● INSTRUCTIONS TO FOLLOW: Identify all lines of the data containing the string "below" and copy them.

Referring expression data
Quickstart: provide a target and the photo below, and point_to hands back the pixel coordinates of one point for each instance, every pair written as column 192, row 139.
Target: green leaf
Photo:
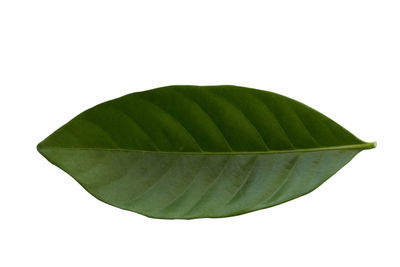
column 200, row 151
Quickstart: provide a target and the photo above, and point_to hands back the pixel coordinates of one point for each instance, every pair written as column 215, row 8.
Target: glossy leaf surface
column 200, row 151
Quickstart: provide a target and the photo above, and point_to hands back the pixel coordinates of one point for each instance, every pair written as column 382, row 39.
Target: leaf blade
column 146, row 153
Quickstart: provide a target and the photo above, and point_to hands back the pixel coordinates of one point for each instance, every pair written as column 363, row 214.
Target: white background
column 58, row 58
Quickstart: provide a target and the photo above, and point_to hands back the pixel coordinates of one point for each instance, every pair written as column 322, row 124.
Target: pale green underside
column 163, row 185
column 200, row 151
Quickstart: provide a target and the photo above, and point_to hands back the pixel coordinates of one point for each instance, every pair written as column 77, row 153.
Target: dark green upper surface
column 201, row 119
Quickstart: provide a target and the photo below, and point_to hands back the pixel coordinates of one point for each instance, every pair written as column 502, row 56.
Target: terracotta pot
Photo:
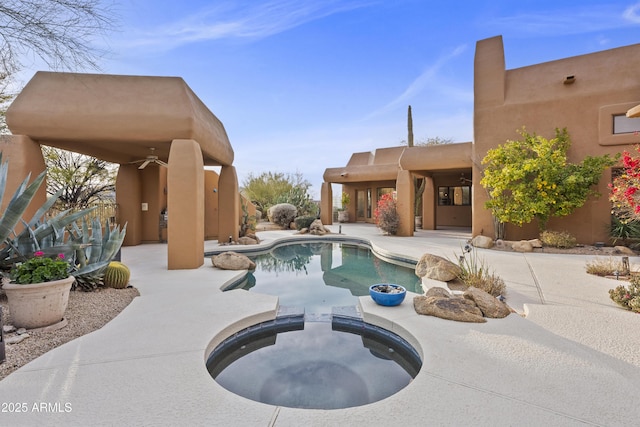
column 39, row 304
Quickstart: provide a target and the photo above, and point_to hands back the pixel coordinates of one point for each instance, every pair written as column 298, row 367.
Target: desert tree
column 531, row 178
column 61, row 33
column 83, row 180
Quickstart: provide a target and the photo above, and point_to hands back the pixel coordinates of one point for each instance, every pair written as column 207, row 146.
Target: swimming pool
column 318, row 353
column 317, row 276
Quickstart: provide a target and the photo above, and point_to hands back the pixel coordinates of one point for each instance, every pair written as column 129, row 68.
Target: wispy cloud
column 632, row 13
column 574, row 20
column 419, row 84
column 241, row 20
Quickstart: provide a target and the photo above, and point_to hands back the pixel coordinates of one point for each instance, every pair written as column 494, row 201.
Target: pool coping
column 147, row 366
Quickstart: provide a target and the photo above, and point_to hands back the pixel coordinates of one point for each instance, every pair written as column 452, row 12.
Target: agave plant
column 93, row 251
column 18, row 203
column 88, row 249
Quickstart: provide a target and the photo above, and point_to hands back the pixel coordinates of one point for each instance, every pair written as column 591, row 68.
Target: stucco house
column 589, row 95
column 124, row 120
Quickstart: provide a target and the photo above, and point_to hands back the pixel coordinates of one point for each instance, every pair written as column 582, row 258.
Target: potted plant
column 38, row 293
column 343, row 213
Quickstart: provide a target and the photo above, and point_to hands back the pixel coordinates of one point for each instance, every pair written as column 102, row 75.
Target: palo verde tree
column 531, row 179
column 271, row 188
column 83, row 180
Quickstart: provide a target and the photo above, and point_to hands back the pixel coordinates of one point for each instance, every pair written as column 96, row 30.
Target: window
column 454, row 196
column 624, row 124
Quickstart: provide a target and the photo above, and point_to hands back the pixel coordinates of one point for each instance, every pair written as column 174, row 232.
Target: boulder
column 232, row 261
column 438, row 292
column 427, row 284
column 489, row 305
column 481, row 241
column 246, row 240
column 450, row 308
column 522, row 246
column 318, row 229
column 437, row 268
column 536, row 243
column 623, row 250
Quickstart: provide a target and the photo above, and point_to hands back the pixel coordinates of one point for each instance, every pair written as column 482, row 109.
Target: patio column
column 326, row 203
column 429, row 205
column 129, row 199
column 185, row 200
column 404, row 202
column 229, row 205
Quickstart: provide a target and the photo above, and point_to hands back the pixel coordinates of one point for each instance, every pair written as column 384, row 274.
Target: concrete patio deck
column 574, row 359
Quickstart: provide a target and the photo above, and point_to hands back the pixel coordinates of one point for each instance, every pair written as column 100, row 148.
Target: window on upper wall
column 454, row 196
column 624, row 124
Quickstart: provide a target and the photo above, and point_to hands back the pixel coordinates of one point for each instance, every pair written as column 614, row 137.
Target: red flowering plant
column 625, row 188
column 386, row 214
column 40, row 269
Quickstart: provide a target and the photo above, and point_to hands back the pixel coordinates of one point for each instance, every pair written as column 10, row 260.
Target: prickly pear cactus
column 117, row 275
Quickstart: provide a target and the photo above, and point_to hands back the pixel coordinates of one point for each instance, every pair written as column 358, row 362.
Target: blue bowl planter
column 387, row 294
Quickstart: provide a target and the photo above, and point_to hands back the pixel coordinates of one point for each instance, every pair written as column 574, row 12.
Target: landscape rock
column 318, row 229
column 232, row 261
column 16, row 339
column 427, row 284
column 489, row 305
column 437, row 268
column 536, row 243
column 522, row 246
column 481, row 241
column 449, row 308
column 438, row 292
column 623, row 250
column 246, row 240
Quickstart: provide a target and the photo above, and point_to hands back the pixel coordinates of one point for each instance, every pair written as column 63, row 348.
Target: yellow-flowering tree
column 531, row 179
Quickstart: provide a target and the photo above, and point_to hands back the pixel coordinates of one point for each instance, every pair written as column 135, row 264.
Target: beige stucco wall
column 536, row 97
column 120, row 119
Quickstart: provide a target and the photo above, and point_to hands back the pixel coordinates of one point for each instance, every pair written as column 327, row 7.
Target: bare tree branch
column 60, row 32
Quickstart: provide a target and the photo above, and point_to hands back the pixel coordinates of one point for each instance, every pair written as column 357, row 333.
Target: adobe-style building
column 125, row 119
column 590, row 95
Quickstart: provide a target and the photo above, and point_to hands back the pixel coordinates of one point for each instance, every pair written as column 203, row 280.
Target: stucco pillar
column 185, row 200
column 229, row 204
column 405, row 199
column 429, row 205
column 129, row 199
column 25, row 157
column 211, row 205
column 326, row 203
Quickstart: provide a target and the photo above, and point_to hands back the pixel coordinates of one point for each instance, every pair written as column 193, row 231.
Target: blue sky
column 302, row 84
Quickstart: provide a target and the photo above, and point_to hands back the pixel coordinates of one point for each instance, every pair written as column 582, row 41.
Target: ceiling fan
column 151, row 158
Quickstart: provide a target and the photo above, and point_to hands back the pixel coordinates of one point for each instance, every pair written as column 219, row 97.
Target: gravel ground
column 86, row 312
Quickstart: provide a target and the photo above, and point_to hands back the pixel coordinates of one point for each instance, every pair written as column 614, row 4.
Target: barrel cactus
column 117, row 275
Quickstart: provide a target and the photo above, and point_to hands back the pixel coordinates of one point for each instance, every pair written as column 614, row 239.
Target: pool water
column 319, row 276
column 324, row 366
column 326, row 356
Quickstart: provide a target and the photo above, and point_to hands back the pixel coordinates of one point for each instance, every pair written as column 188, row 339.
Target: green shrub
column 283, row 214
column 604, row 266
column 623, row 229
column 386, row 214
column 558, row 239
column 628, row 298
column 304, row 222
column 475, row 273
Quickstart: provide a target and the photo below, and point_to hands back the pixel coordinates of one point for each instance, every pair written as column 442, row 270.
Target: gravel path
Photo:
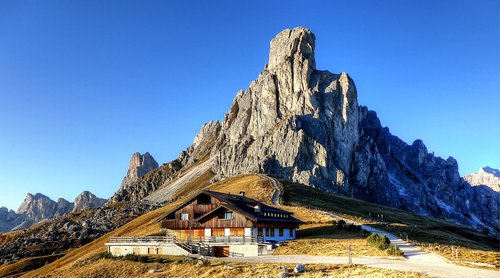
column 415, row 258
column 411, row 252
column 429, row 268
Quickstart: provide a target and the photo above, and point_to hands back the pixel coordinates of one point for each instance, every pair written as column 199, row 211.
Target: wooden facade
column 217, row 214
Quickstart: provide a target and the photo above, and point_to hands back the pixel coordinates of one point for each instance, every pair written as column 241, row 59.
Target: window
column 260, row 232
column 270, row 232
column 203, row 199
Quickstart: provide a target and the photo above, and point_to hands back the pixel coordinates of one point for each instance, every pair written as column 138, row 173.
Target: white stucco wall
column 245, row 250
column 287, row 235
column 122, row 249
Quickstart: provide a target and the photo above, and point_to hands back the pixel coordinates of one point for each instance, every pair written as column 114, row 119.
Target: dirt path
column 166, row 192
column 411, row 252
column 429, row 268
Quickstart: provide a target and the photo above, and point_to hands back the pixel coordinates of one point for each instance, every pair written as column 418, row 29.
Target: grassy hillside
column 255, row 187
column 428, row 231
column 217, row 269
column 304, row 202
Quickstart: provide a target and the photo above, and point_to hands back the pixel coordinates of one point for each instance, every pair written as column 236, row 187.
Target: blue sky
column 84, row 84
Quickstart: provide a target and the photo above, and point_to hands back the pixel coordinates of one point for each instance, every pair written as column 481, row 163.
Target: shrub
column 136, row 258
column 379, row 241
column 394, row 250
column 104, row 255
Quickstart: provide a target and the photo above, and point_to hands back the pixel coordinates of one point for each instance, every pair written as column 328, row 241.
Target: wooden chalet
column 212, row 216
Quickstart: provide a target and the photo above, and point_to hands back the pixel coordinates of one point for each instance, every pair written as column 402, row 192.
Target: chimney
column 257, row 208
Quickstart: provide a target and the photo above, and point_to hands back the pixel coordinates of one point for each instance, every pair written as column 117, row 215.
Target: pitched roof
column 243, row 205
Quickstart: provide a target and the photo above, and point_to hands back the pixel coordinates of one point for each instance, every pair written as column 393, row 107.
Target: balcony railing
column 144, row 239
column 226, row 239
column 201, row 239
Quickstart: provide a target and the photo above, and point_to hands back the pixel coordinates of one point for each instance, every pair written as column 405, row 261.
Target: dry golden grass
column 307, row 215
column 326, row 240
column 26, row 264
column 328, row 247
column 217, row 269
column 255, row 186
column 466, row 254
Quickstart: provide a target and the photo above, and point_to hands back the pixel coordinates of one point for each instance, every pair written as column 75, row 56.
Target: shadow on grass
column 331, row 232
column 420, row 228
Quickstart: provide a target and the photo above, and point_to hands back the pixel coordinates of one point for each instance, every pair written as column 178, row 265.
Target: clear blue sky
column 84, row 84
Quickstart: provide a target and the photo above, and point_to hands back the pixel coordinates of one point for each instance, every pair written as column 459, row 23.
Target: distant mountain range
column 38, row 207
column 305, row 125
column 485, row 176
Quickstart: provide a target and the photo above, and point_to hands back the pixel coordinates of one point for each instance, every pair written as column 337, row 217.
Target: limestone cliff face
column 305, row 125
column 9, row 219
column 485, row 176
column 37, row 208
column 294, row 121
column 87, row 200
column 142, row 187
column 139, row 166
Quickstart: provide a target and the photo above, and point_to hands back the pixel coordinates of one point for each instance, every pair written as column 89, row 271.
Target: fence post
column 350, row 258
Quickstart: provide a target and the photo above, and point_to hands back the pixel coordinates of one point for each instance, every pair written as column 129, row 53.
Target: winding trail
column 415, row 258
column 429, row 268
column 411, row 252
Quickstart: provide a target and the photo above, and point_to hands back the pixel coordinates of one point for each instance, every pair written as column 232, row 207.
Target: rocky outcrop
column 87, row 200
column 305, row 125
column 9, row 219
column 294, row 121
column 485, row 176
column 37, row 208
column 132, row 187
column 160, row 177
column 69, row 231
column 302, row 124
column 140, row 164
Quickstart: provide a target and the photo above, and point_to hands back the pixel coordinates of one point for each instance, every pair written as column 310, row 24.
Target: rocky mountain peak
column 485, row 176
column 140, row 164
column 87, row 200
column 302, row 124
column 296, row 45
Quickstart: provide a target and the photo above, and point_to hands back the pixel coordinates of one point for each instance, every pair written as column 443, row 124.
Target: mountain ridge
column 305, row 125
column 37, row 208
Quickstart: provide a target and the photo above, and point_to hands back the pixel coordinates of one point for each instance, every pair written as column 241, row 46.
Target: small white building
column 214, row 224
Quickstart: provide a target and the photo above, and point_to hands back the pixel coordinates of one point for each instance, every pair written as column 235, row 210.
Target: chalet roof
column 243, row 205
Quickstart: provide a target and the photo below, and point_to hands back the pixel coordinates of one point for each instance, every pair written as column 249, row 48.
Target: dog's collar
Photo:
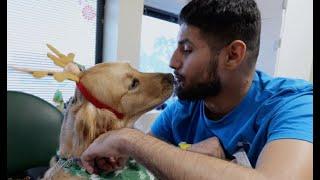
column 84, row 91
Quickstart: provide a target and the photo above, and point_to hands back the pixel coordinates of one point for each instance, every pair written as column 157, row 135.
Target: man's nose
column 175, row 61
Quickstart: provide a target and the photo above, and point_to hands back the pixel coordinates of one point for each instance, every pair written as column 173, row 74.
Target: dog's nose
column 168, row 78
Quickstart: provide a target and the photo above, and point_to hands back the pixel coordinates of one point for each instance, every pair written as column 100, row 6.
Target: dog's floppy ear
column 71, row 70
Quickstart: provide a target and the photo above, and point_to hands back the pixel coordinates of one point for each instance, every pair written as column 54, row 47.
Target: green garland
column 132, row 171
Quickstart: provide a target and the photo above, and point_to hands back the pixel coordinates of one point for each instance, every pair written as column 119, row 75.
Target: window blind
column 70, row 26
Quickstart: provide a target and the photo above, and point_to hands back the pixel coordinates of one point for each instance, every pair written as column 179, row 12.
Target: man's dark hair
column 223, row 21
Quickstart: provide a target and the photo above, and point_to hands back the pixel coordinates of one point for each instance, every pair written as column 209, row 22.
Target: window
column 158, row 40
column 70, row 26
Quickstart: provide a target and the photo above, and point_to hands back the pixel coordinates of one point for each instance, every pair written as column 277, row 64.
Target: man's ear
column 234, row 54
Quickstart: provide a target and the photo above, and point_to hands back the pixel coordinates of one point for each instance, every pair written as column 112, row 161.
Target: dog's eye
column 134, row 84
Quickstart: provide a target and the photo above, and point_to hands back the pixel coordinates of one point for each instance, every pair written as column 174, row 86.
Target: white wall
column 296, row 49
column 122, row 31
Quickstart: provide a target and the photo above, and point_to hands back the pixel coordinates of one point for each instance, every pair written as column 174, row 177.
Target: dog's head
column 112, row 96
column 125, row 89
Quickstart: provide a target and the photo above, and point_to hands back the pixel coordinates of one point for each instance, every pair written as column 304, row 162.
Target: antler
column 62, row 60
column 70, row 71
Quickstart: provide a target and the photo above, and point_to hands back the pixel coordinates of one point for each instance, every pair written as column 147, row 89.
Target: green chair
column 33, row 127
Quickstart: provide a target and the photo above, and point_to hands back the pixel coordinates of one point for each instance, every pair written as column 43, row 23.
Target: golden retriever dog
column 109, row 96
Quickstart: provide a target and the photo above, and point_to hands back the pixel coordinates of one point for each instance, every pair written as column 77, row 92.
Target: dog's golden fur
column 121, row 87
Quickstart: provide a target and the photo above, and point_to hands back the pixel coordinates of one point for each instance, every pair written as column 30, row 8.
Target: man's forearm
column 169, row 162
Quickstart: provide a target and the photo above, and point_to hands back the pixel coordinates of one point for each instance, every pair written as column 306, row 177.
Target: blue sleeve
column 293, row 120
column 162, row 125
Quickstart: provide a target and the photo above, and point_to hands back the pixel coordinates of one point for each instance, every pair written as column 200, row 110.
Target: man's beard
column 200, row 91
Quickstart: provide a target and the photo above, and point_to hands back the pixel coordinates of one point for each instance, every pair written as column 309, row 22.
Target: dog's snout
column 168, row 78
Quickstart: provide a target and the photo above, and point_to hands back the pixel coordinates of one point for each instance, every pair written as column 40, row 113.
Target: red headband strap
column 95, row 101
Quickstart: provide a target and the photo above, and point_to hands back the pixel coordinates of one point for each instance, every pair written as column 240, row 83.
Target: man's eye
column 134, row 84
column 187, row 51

● PROBLEM SOLUTION:
Quickstart: provide a target and the photo below, and point_to hands back the pixel coordinates of one point for each instance, every pair written as column 192, row 139.
Quickstart: provide a target and the photo below, and point_to hands back the pixel coordinates of one point for each instance, every pair written as column 502, row 56.
Quickstart: provide a target and the photo below, and point_to hands back the pixel coordinates of one point for each instance, every pair written as column 442, row 270.
Quickstart: provide a target and the photo below, and point_to hands back the pixel coordinates of one point for each instance, every pair written as column 249, row 48.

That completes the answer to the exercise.